# [WHAT IS NEEDED]
In full and without change, repeat the records shown below.
-- Opening Marker --
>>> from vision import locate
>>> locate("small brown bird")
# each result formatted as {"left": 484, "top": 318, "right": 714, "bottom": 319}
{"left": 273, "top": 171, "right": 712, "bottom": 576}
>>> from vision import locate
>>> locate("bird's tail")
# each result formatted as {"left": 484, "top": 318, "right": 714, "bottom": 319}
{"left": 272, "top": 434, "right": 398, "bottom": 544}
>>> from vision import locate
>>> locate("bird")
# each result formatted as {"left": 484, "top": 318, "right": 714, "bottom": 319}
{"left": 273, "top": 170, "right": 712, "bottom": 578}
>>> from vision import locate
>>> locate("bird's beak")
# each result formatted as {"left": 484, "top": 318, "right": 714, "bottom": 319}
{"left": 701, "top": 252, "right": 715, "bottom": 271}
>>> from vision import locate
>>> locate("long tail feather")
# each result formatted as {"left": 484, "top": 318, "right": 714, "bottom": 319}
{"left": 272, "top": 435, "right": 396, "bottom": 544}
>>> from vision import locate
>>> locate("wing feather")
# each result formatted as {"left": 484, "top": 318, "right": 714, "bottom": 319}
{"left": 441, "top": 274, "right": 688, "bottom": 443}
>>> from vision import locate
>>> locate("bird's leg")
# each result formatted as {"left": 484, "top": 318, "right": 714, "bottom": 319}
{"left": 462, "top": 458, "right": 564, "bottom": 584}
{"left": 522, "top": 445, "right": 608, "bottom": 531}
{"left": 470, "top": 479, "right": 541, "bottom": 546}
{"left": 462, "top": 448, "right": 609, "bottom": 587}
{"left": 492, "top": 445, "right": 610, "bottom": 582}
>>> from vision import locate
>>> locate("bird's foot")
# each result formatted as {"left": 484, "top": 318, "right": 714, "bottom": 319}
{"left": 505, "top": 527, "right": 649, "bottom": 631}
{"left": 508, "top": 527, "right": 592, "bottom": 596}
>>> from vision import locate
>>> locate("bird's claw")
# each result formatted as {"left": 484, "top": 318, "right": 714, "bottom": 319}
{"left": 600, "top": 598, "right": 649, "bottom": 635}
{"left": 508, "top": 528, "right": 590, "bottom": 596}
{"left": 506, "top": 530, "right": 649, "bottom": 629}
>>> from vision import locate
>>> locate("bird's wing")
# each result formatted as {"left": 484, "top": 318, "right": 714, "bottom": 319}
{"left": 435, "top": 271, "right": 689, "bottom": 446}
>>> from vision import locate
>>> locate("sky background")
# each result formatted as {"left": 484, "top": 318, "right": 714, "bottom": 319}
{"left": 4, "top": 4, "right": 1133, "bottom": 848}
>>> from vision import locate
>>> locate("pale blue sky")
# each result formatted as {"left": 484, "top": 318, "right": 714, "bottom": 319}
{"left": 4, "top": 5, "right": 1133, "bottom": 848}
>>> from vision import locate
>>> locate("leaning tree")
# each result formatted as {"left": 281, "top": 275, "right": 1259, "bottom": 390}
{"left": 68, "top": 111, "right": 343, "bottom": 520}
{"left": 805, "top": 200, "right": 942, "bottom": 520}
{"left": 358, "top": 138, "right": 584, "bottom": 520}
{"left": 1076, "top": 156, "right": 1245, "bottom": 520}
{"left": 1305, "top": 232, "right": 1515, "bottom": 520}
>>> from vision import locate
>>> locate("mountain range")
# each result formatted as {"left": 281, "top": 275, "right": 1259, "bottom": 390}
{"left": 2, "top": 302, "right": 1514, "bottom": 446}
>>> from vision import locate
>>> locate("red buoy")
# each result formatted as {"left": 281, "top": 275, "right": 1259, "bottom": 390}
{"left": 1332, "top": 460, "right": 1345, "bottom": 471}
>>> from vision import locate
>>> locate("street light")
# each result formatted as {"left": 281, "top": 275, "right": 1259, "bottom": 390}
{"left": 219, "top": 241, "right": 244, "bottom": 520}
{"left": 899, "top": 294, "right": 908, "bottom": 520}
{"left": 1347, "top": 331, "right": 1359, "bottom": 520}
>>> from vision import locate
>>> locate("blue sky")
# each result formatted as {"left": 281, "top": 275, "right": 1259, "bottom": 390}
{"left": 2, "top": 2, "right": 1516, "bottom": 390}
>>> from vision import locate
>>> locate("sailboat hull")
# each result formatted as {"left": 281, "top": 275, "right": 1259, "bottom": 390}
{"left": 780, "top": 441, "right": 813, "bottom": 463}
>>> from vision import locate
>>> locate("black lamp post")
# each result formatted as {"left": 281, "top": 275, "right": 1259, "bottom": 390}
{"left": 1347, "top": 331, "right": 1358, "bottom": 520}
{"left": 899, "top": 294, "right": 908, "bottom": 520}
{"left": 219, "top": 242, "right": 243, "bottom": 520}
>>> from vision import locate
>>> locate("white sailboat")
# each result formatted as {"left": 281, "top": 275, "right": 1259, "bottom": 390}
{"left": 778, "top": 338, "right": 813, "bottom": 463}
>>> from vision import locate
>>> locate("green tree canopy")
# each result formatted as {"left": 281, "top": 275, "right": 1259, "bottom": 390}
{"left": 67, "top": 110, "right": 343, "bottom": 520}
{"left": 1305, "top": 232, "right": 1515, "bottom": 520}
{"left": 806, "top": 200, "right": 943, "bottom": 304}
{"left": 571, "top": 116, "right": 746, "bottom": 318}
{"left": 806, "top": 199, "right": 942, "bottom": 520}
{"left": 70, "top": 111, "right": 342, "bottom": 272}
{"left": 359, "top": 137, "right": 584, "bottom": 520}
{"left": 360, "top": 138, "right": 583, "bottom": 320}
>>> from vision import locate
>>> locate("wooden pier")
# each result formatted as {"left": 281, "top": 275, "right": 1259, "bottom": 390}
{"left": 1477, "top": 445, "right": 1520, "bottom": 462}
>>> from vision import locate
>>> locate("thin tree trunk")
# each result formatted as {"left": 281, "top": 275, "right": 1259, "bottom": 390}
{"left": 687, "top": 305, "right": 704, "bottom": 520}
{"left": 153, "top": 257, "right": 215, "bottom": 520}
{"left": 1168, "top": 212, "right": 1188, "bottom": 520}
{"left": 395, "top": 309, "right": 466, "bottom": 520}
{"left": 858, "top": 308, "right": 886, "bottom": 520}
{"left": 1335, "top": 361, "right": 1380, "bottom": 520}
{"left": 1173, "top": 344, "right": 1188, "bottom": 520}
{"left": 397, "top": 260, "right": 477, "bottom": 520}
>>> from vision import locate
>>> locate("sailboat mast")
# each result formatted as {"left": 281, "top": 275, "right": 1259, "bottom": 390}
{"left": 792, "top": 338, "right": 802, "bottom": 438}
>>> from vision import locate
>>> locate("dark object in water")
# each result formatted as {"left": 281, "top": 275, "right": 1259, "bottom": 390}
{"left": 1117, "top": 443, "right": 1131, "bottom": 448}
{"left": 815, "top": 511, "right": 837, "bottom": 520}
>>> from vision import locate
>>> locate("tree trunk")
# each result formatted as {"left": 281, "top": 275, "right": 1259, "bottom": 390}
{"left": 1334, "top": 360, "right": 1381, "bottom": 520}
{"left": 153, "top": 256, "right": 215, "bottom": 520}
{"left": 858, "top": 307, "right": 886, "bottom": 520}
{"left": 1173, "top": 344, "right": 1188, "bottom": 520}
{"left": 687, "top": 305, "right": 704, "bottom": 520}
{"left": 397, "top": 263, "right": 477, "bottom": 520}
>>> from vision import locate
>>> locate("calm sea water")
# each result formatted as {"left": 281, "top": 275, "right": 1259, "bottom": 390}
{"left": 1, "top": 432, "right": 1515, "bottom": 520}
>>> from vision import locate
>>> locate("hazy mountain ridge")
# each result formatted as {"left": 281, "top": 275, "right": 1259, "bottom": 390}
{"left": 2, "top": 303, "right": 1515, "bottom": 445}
-- Closing Marker --
# [TASK RESULT]
>>> from vision import locate
>>> locate("small brown bird")
# each result formatted as {"left": 484, "top": 318, "right": 714, "bottom": 319}
{"left": 273, "top": 171, "right": 712, "bottom": 576}
>>> from vision import locate
>>> locate("bird's tail")
# each result formatted as {"left": 484, "top": 318, "right": 714, "bottom": 319}
{"left": 272, "top": 434, "right": 398, "bottom": 544}
>>> from vision import locate
>>> locate("bird")
# each result formatted as {"left": 484, "top": 318, "right": 714, "bottom": 319}
{"left": 273, "top": 170, "right": 712, "bottom": 578}
>>> from vision import locate
>>> locate("bird's beak")
# each result formatted as {"left": 484, "top": 318, "right": 714, "bottom": 319}
{"left": 701, "top": 252, "right": 715, "bottom": 271}
>>> from vision import locate
>>> locate("long tail feather")
# each result formatted as {"left": 484, "top": 318, "right": 714, "bottom": 319}
{"left": 272, "top": 435, "right": 396, "bottom": 544}
>>> from vision import locate
>>> locate("wing feather")
# each result formatted as {"left": 484, "top": 318, "right": 714, "bottom": 319}
{"left": 441, "top": 274, "right": 688, "bottom": 443}
>>> from vision import locate
>>> locate("bird's leg")
# each result formatted as {"left": 484, "top": 318, "right": 714, "bottom": 319}
{"left": 462, "top": 458, "right": 564, "bottom": 584}
{"left": 522, "top": 445, "right": 608, "bottom": 531}
{"left": 470, "top": 479, "right": 541, "bottom": 546}
{"left": 462, "top": 448, "right": 609, "bottom": 587}
{"left": 492, "top": 445, "right": 610, "bottom": 582}
>>> from vision import locate
>>> locate("bird's foot")
# each result formatted as {"left": 484, "top": 318, "right": 714, "bottom": 319}
{"left": 505, "top": 527, "right": 649, "bottom": 631}
{"left": 508, "top": 527, "right": 592, "bottom": 596}
>>> from vision import locate
>>> locate("bird's claw")
# each result formatted as {"left": 484, "top": 318, "right": 714, "bottom": 319}
{"left": 600, "top": 598, "right": 649, "bottom": 635}
{"left": 508, "top": 528, "right": 590, "bottom": 596}
{"left": 506, "top": 530, "right": 649, "bottom": 629}
>>> from vision import locate
>>> locate("bird's wing")
# each result formatted as {"left": 484, "top": 318, "right": 714, "bottom": 319}
{"left": 435, "top": 271, "right": 689, "bottom": 446}
>>> from vision import locate
>>> locate("sky background")
# each result formatted as {"left": 484, "top": 318, "right": 714, "bottom": 319}
{"left": 4, "top": 4, "right": 1133, "bottom": 848}
>>> from vision import locate
>>> locate("pale blue sky")
# each result formatted as {"left": 484, "top": 318, "right": 714, "bottom": 319}
{"left": 4, "top": 5, "right": 1133, "bottom": 848}
>>> from vision import locate
>>> locate("leaning tree")
# each result formatted as {"left": 281, "top": 275, "right": 1259, "bottom": 390}
{"left": 68, "top": 111, "right": 343, "bottom": 520}
{"left": 805, "top": 200, "right": 942, "bottom": 520}
{"left": 358, "top": 138, "right": 584, "bottom": 520}
{"left": 1076, "top": 156, "right": 1245, "bottom": 520}
{"left": 1305, "top": 232, "right": 1515, "bottom": 520}
>>> from vision import locate
>>> locate("mountain range")
# each result formatted as {"left": 281, "top": 275, "right": 1259, "bottom": 390}
{"left": 2, "top": 302, "right": 1514, "bottom": 446}
>>> from vision import locate
>>> locate("red buoy")
# each result formatted as {"left": 281, "top": 275, "right": 1259, "bottom": 390}
{"left": 1332, "top": 460, "right": 1345, "bottom": 471}
>>> from vision import locate
>>> locate("street light")
# each result formatted as {"left": 281, "top": 275, "right": 1259, "bottom": 390}
{"left": 219, "top": 241, "right": 244, "bottom": 520}
{"left": 899, "top": 294, "right": 908, "bottom": 520}
{"left": 1347, "top": 331, "right": 1359, "bottom": 520}
>>> from vision import locate
>>> locate("blue sky")
# each result formatted as {"left": 281, "top": 275, "right": 1259, "bottom": 390}
{"left": 2, "top": 2, "right": 1516, "bottom": 390}
>>> from vision import locate
>>> locate("sailboat hull")
# each result formatted as {"left": 281, "top": 275, "right": 1259, "bottom": 390}
{"left": 780, "top": 441, "right": 813, "bottom": 463}
>>> from vision import locate
>>> locate("black lamp post")
# each result formatted as {"left": 281, "top": 275, "right": 1259, "bottom": 390}
{"left": 1347, "top": 331, "right": 1358, "bottom": 520}
{"left": 899, "top": 294, "right": 908, "bottom": 520}
{"left": 219, "top": 242, "right": 243, "bottom": 520}
>>> from vision import locate
>>> locate("white sailboat")
# each result formatted as {"left": 281, "top": 275, "right": 1259, "bottom": 390}
{"left": 778, "top": 338, "right": 813, "bottom": 463}
>>> from vision import locate
>>> locate("green tree canopy")
# each result formatted as {"left": 281, "top": 275, "right": 1259, "bottom": 390}
{"left": 67, "top": 110, "right": 343, "bottom": 520}
{"left": 1305, "top": 232, "right": 1515, "bottom": 520}
{"left": 806, "top": 200, "right": 943, "bottom": 304}
{"left": 571, "top": 116, "right": 746, "bottom": 318}
{"left": 806, "top": 199, "right": 942, "bottom": 520}
{"left": 70, "top": 111, "right": 342, "bottom": 272}
{"left": 359, "top": 137, "right": 584, "bottom": 520}
{"left": 360, "top": 138, "right": 583, "bottom": 320}
>>> from vision import locate
>>> locate("wooden pier")
# each result formatted as {"left": 281, "top": 275, "right": 1259, "bottom": 390}
{"left": 1477, "top": 445, "right": 1520, "bottom": 462}
>>> from vision import locate
>>> locate("thin tree trunk")
# each result formatted as {"left": 281, "top": 275, "right": 1259, "bottom": 390}
{"left": 687, "top": 305, "right": 704, "bottom": 520}
{"left": 153, "top": 257, "right": 215, "bottom": 520}
{"left": 1168, "top": 212, "right": 1188, "bottom": 520}
{"left": 395, "top": 309, "right": 466, "bottom": 520}
{"left": 858, "top": 308, "right": 886, "bottom": 520}
{"left": 1335, "top": 361, "right": 1380, "bottom": 520}
{"left": 1173, "top": 344, "right": 1188, "bottom": 520}
{"left": 397, "top": 260, "right": 477, "bottom": 520}
>>> from vision import locate
>>> locate("sailboat mast")
# each result formatted as {"left": 281, "top": 275, "right": 1259, "bottom": 390}
{"left": 792, "top": 338, "right": 802, "bottom": 438}
>>> from vision import locate
>>> locate("dark object in water")
# each result formatted as {"left": 281, "top": 275, "right": 1259, "bottom": 390}
{"left": 1117, "top": 443, "right": 1131, "bottom": 448}
{"left": 815, "top": 511, "right": 837, "bottom": 520}
>>> from vision import locate
>>> locate("tree trunk")
# each result formatted as {"left": 281, "top": 275, "right": 1259, "bottom": 390}
{"left": 1334, "top": 360, "right": 1381, "bottom": 520}
{"left": 153, "top": 256, "right": 215, "bottom": 520}
{"left": 858, "top": 307, "right": 886, "bottom": 520}
{"left": 1173, "top": 344, "right": 1188, "bottom": 520}
{"left": 687, "top": 305, "right": 704, "bottom": 520}
{"left": 397, "top": 263, "right": 477, "bottom": 520}
>>> from vision import locate
>>> locate("calm sea water")
# each result formatted as {"left": 281, "top": 275, "right": 1259, "bottom": 390}
{"left": 1, "top": 432, "right": 1515, "bottom": 520}
>>> from vision import locate
>>> locate("hazy mountain ridge")
# each result formatted as {"left": 281, "top": 275, "right": 1259, "bottom": 390}
{"left": 2, "top": 303, "right": 1515, "bottom": 445}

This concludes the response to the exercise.